Your task: Starting at the line that contains "Please spot the man's", quote each line exactly through the last line of the entries, both included.

Data for the task:
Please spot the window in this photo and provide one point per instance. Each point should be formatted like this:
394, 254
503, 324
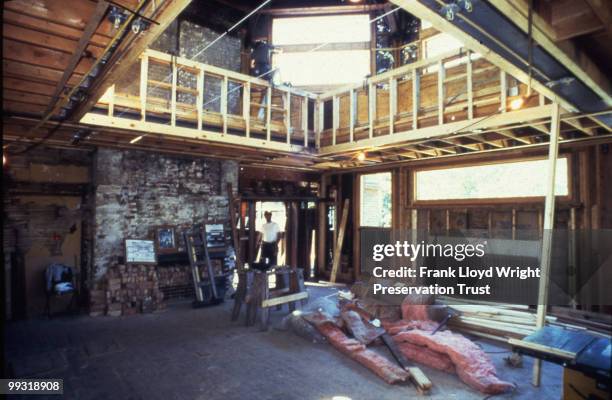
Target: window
347, 35
375, 200
505, 180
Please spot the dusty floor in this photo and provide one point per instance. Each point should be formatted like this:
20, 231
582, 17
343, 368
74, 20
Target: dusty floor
184, 353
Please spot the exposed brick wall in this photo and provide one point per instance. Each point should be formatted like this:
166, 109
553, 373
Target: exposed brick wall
136, 191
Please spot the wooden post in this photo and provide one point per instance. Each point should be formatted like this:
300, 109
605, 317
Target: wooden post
246, 108
305, 120
268, 113
415, 99
470, 85
371, 107
144, 79
224, 86
173, 93
549, 220
200, 99
440, 93
338, 249
503, 87
322, 225
352, 115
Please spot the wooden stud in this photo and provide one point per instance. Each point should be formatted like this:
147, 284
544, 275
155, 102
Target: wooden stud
246, 108
173, 94
441, 92
549, 222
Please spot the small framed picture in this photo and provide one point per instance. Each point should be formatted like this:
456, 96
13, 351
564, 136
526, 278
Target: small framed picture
165, 238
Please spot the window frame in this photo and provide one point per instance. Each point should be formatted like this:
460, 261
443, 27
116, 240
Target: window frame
393, 204
317, 87
491, 200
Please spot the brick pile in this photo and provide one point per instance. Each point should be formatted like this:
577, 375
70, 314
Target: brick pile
127, 290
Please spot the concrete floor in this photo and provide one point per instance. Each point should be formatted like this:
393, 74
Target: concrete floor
187, 354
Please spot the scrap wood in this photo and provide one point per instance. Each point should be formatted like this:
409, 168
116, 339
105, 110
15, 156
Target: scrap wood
471, 363
376, 363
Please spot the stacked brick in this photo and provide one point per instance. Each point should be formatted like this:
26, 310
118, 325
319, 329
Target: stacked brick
127, 290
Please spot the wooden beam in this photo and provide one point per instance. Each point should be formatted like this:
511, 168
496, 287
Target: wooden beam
566, 53
549, 224
419, 10
130, 52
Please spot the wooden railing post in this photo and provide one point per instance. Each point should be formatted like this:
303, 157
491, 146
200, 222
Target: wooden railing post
352, 115
440, 92
200, 98
269, 113
470, 86
503, 88
246, 108
415, 98
224, 86
173, 93
392, 103
288, 115
144, 78
371, 107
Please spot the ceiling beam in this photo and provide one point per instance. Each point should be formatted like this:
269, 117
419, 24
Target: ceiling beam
88, 32
421, 11
566, 52
130, 52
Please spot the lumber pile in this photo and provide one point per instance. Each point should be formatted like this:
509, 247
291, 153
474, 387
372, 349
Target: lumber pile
126, 290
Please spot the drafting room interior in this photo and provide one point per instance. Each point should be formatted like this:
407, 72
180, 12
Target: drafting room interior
194, 189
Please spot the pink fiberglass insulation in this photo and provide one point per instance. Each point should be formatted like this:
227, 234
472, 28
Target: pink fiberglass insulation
381, 366
471, 363
423, 355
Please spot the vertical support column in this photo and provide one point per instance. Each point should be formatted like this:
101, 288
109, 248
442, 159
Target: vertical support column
371, 107
173, 93
305, 120
288, 115
111, 101
144, 79
318, 122
549, 220
352, 104
415, 98
200, 98
268, 113
441, 92
503, 87
224, 103
392, 104
335, 118
246, 108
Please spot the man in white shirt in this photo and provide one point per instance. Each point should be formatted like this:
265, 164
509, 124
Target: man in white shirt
271, 237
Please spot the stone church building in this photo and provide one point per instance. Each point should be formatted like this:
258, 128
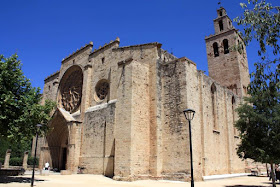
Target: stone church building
120, 110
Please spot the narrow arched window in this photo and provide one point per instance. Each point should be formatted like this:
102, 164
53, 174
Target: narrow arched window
216, 49
214, 105
221, 25
226, 49
233, 106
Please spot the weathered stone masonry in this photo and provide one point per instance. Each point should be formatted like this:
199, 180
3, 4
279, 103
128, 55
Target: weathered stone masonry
119, 110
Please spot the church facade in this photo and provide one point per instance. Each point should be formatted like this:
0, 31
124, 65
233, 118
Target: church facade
120, 110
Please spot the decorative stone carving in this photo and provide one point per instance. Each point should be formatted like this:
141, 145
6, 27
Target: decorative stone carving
71, 92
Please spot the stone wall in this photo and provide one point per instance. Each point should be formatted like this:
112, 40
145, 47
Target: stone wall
138, 130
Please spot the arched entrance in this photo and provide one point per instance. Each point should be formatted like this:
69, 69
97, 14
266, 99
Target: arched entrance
58, 142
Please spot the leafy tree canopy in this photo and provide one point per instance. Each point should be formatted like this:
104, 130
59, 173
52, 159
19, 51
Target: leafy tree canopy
261, 21
259, 114
20, 108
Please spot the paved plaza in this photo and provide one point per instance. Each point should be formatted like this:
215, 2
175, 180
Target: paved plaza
86, 180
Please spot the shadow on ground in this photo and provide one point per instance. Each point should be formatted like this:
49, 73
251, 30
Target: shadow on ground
244, 186
6, 179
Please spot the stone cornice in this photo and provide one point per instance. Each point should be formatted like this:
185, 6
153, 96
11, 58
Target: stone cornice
52, 75
105, 46
123, 62
78, 51
140, 45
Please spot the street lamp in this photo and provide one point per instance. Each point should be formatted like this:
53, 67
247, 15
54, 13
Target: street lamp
189, 114
34, 161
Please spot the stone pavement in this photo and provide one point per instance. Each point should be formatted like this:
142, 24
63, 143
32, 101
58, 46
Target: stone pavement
86, 180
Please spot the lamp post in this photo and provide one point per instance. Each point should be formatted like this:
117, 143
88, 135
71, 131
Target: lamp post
189, 114
34, 161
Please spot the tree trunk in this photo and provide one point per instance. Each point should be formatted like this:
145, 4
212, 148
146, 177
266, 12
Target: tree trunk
267, 170
272, 175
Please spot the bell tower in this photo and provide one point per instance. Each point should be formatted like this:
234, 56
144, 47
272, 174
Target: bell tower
226, 55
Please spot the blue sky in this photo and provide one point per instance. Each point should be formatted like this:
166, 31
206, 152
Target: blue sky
43, 32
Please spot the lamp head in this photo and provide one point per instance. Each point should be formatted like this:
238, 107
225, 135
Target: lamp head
189, 114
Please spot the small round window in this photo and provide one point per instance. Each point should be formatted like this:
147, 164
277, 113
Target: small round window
102, 89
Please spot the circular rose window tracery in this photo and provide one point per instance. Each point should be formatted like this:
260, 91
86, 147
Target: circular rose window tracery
71, 91
102, 89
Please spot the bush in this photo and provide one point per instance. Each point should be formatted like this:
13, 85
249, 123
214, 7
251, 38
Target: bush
31, 160
15, 161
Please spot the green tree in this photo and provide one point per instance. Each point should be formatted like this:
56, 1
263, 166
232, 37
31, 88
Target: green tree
259, 115
20, 108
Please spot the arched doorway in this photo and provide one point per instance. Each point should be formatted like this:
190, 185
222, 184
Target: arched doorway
58, 142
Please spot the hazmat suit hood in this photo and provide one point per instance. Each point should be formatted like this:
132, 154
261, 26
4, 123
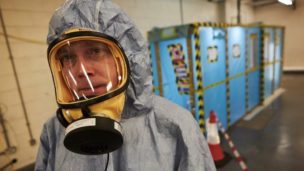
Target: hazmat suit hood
106, 17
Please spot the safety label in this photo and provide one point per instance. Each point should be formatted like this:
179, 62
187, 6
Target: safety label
80, 123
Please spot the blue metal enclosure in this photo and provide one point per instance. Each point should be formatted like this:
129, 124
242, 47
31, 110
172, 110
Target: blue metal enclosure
253, 60
236, 60
278, 57
206, 67
268, 61
213, 57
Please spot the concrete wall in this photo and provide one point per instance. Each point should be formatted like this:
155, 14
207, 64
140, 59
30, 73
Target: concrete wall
278, 14
27, 22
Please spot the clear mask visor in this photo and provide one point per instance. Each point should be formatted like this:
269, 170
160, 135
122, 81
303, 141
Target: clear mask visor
85, 69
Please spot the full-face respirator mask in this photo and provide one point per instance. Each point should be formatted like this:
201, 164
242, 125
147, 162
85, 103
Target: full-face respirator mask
90, 73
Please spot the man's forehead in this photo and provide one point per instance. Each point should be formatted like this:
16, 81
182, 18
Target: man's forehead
81, 44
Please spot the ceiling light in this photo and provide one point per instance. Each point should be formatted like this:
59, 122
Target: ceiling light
286, 2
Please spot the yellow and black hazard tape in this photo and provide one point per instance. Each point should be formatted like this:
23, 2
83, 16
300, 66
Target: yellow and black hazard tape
248, 37
159, 70
191, 80
262, 69
227, 80
199, 76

Expected answer:
Please spot the man's forehead in this photo and provide one point per instance. Each point should be formatted like this:
16, 81
182, 18
Target: man's forehead
81, 44
Please spot the ceiling light in this photo and provide one point per instance. Each point should be formatted like this:
59, 122
Target: ceiling light
286, 2
Please spot the yellow and black hazard tape in this photo and provide one point per instance. Each point should be formatted like this:
23, 2
83, 16
300, 66
Target: yellow and black hazard tape
248, 37
159, 70
191, 80
262, 69
227, 80
199, 76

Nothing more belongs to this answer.